Copy out the entire talk announcement on failure in software-defined networks word for word.

Given text -
● ● ● ●
Failure as a First Class Entity of Software Defined Networks

December 7, 2015
Halligan 102
Speaker: Theo Benson, Duke University
Host: Fahad Dogar


Despite Software-defined Networking's (SDN) proven benefits, there remains significant reluctance in adopting it. Among the issues that hamper SDN’s adoption two stand out: reliability and fault tolerance. Ensuring bug-free code is an almost impossible task due to the complexity of production networks and lack of appropriate testing suites. Further, there exist a fate-sharing relationship between the SDN control applications and the controller, wherein a crash of the former results in a crash of the latter and thereby affecting the network’s availability. In this talk, I will present two frameworks to address these problems.

First, I will describe Armageddon, a framework to improve network availability by proactively detecting bugs. Armageddon introduces sustainable and systematic failures into a network. At the heart of Armageddon are a set of efficient algorithms for computing failure scenarios that guarantee coverage of the set of potential scenarios while preserving operator-specified invariants (e.g., end-to- end connectivity). In this talk, I will demonstrate the viability and efficiency of Armageddon by evaluating it on over 100 real network topologies.
● ● ● ●
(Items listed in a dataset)
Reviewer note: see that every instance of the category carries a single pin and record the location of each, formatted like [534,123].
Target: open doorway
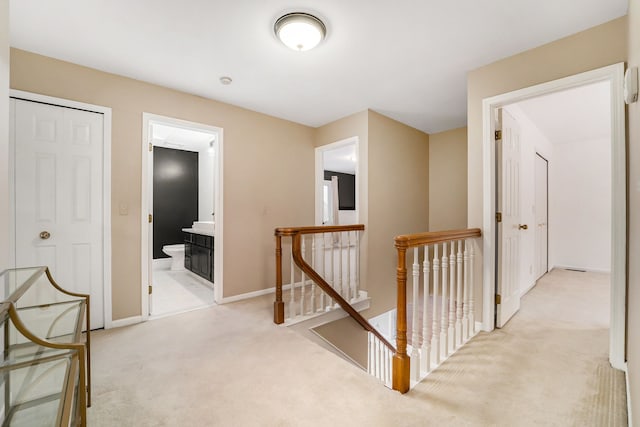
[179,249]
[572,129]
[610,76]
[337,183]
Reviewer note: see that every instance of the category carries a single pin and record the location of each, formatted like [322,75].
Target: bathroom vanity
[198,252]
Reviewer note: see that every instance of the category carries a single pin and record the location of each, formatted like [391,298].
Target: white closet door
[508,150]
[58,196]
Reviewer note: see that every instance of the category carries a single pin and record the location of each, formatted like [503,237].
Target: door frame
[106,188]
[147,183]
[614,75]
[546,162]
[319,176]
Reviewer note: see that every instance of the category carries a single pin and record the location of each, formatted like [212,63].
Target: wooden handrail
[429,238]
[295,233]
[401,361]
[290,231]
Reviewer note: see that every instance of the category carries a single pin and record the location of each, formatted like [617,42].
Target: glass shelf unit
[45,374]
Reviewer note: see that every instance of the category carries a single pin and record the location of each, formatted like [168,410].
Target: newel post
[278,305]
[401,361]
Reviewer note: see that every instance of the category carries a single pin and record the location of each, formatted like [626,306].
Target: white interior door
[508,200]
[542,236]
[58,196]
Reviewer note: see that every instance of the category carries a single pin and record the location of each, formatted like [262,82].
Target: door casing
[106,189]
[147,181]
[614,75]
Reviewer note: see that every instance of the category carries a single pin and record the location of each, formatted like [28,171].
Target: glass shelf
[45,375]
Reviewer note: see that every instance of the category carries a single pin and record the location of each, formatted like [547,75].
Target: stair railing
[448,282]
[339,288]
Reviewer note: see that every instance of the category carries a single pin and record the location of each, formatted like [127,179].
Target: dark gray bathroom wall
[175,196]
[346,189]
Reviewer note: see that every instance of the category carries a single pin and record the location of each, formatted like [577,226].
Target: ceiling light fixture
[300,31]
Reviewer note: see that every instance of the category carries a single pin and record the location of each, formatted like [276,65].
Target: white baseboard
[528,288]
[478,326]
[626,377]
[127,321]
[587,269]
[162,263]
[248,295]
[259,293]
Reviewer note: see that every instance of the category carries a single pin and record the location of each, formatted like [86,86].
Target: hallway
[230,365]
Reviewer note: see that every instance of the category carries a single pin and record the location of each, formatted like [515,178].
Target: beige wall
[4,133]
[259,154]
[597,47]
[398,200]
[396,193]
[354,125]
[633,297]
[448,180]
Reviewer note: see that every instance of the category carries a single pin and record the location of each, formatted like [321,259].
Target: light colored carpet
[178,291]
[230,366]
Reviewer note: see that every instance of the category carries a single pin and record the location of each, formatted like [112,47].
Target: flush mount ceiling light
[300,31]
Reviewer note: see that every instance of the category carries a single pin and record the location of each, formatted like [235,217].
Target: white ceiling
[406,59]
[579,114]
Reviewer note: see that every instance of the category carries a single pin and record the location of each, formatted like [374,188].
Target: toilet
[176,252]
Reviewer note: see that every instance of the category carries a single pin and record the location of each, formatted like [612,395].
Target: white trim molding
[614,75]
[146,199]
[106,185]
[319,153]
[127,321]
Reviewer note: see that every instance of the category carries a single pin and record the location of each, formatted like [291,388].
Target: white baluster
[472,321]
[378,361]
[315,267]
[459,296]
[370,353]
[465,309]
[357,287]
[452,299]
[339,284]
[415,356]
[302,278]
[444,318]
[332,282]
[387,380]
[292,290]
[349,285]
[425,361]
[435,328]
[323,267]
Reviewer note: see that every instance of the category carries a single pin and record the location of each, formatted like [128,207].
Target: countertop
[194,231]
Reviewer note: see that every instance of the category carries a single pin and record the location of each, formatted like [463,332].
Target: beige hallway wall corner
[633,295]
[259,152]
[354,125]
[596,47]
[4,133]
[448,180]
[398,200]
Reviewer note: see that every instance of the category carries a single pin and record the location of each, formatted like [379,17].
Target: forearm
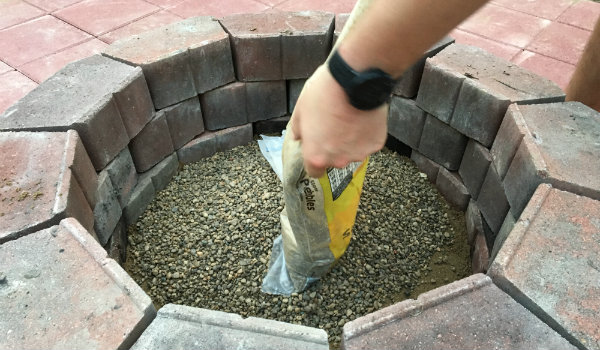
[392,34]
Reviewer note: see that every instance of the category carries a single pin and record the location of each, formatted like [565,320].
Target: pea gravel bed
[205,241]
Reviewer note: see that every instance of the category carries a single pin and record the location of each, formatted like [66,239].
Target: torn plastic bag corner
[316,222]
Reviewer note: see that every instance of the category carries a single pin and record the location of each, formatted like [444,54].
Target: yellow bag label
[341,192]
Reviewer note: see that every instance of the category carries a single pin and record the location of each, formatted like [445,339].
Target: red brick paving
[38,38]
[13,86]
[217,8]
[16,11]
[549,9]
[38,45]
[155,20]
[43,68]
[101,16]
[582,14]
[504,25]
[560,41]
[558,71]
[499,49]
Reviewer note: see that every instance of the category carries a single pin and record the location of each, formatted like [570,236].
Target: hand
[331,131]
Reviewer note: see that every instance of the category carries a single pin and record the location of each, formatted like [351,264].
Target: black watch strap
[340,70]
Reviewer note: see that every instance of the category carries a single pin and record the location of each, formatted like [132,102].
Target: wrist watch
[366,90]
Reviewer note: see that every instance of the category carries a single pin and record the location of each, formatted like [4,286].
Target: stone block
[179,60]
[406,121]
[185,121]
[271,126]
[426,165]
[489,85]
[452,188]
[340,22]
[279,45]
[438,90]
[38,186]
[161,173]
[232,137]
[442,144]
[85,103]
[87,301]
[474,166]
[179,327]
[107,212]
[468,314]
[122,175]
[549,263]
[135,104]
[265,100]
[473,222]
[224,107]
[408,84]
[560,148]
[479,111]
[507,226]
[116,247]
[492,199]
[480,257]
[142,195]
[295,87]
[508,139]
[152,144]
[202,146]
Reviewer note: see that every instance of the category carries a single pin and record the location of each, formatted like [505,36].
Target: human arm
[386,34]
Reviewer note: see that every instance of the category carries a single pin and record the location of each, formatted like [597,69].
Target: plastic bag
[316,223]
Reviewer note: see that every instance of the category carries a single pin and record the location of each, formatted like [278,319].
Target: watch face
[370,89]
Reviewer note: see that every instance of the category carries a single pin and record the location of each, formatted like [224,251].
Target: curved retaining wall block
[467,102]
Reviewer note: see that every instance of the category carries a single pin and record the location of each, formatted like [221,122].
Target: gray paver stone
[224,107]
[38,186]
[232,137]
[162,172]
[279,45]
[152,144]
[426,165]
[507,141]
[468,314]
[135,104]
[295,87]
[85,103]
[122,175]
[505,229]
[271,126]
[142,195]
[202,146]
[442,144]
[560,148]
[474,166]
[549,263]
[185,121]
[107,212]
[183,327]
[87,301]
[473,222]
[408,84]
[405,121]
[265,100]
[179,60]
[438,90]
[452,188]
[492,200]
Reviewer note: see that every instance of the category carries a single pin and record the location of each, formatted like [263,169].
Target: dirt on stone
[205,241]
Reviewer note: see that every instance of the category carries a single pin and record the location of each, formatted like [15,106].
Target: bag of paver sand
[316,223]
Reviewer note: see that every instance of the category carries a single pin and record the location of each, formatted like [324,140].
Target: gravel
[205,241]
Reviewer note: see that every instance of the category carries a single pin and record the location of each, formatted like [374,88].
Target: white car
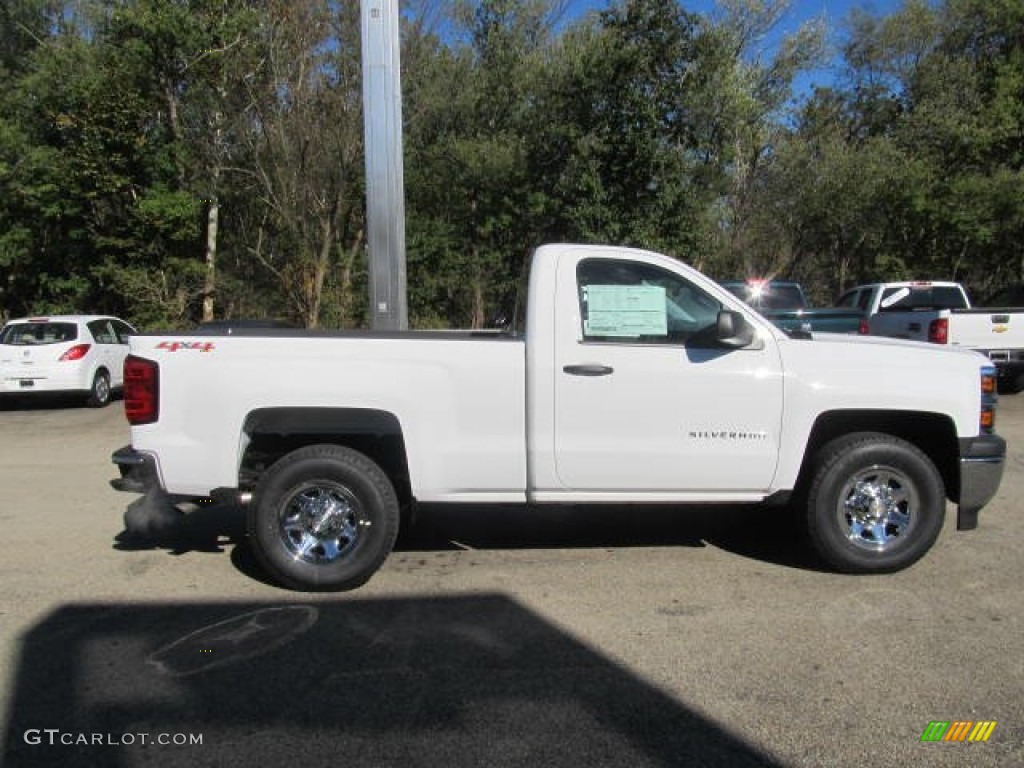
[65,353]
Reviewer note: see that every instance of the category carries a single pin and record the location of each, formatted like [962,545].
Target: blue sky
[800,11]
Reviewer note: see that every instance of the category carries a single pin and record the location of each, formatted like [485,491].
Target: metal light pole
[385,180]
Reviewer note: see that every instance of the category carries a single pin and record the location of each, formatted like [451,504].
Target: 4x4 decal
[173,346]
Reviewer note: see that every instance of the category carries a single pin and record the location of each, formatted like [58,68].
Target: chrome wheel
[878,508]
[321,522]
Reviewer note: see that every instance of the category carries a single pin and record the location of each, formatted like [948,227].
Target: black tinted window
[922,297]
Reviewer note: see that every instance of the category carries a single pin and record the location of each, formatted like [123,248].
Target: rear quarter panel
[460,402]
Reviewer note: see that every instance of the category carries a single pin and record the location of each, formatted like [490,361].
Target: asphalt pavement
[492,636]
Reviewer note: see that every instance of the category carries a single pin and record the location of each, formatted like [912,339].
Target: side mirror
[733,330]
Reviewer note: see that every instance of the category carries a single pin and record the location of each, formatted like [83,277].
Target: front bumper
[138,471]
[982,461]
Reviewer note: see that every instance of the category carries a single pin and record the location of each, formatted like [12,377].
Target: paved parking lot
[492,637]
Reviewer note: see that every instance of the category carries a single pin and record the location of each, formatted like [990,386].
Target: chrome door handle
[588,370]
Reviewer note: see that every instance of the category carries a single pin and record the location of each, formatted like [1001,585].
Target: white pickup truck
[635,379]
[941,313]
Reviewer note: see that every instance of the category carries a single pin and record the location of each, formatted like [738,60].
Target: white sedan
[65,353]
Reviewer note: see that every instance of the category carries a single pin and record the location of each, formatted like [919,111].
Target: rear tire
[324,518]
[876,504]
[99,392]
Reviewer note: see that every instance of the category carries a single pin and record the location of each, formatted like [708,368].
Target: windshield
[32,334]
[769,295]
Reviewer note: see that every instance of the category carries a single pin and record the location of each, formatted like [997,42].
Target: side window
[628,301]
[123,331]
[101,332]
● ● ● ●
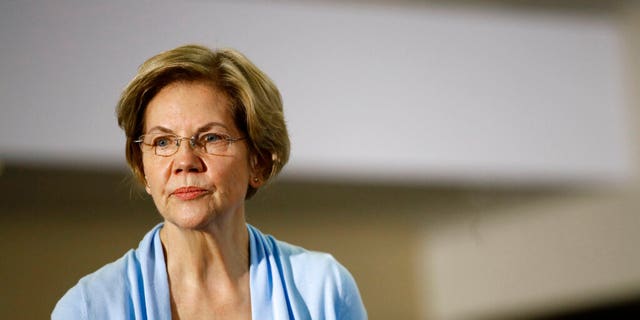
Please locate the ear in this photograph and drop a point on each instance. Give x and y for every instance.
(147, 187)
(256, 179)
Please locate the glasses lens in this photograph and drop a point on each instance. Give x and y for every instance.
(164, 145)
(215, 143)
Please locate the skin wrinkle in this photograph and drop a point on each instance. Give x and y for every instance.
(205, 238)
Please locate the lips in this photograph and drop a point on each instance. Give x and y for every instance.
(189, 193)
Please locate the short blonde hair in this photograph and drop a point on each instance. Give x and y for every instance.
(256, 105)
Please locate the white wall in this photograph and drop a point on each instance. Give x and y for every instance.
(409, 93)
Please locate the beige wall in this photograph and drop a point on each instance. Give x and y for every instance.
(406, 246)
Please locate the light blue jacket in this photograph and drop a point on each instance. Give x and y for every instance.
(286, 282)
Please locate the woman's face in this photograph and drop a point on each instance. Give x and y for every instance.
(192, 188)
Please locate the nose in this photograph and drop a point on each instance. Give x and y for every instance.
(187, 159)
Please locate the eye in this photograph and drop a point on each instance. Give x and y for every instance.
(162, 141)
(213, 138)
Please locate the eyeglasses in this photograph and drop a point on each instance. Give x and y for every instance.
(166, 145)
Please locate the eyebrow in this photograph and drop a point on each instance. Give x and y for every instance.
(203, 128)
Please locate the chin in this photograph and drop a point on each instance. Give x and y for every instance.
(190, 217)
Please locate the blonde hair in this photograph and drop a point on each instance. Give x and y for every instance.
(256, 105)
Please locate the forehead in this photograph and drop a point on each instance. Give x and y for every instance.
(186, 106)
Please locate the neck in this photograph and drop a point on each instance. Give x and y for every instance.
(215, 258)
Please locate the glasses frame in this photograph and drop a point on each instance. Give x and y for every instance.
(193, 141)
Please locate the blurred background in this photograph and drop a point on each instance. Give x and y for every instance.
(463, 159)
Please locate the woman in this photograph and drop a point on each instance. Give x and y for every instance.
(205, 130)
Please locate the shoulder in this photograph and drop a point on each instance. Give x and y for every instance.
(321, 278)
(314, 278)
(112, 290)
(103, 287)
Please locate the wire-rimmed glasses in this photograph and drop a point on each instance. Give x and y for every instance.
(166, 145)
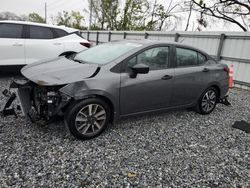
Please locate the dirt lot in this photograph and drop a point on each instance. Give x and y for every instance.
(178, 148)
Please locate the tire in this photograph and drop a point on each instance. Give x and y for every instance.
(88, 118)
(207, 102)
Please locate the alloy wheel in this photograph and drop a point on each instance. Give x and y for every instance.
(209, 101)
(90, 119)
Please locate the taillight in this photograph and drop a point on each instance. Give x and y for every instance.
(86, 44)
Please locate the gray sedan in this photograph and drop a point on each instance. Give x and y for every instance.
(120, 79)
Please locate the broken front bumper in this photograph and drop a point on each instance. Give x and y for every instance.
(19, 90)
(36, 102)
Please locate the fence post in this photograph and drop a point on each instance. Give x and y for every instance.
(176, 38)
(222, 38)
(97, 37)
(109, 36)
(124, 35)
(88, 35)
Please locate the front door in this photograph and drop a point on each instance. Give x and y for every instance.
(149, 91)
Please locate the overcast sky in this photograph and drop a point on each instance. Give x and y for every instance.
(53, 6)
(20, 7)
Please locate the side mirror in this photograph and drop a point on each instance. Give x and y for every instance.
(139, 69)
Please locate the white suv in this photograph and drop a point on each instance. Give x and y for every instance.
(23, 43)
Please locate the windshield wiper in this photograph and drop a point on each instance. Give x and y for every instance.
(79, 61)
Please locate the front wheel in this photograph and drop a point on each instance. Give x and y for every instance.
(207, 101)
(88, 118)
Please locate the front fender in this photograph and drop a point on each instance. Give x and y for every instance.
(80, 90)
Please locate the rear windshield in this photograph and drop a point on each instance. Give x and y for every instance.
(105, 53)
● ● ● ●
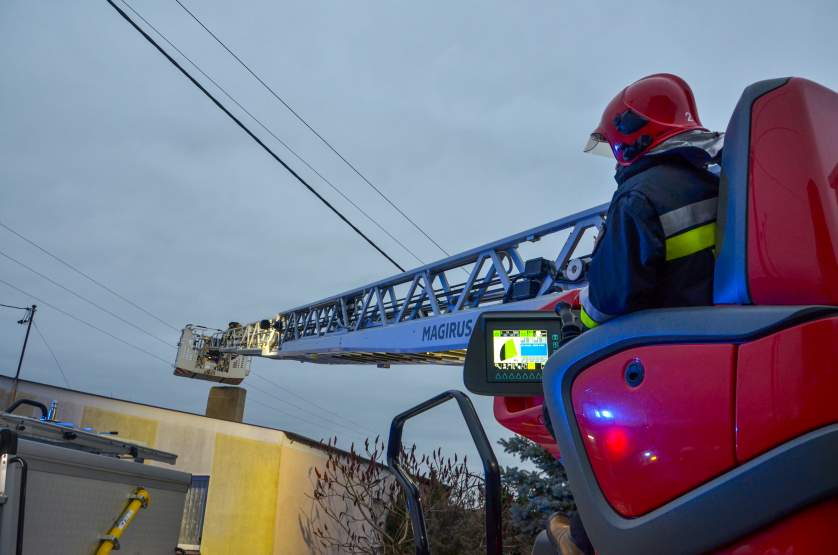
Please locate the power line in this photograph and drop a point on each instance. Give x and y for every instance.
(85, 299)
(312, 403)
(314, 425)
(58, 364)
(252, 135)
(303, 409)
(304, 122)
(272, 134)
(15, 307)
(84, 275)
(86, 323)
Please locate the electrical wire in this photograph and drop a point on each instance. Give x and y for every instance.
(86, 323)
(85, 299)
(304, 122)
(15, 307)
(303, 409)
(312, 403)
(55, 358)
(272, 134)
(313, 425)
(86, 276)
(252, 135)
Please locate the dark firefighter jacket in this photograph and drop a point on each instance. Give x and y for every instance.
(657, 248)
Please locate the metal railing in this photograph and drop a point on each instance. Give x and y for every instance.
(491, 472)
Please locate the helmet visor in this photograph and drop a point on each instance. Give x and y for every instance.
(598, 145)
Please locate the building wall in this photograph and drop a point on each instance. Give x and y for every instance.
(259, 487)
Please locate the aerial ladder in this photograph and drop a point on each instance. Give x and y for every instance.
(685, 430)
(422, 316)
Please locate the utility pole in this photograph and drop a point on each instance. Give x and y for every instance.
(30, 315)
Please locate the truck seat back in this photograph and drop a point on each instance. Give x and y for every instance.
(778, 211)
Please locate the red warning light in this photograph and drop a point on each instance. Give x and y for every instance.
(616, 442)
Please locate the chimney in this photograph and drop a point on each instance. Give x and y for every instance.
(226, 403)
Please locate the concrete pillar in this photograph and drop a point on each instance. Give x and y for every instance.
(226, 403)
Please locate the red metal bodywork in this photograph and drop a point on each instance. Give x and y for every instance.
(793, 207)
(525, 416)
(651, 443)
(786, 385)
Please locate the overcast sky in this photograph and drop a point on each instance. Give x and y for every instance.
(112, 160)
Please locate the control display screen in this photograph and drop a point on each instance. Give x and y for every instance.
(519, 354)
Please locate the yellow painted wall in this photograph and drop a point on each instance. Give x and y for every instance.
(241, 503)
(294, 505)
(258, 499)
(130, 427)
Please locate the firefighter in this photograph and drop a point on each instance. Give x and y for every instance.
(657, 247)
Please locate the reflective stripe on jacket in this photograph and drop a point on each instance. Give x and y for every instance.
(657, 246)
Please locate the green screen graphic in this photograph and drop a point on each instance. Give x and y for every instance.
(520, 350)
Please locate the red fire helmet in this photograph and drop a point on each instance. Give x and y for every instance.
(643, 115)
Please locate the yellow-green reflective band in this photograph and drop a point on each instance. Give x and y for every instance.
● ● ● ●
Answer space -
Failure as a First Class Entity of Software Defined Networks

December 7, 2015
Halligan 102
Speaker: Theo Benson, Duke University
Host: Fahad Dogar


Despite Software-defined Networking's (SDN) proven benefits, there remains significant reluctance in adopting it. Among the issues that hamper SDN’s adoption two stand out: reliability and fault tolerance. Ensuring bug-free code is an almost impossible task due to the complexity of production networks and lack of appropriate testing suites. Further, there exist a fate-sharing relationship between the SDN control applications and the controller, wherein a crash of the former results in a crash of the latter and thereby affecting the network’s availability. In this talk, I will present two frameworks to address these problems.

First, I will describe Armageddon, a framework to improve network availability by proactively detecting bugs. Armageddon introduces sustainable and systematic failures into a network. At the heart of Armageddon are a set of efficient algorithms for computing failure scenarios that guarantee coverage of the set of potential scenarios while preserving operator-specified invariants (e.g., end-to- end connectivity). In this talk, I will demonstrate the viability and efficiency of Armageddon by evaluating it on over 100 real network topologies.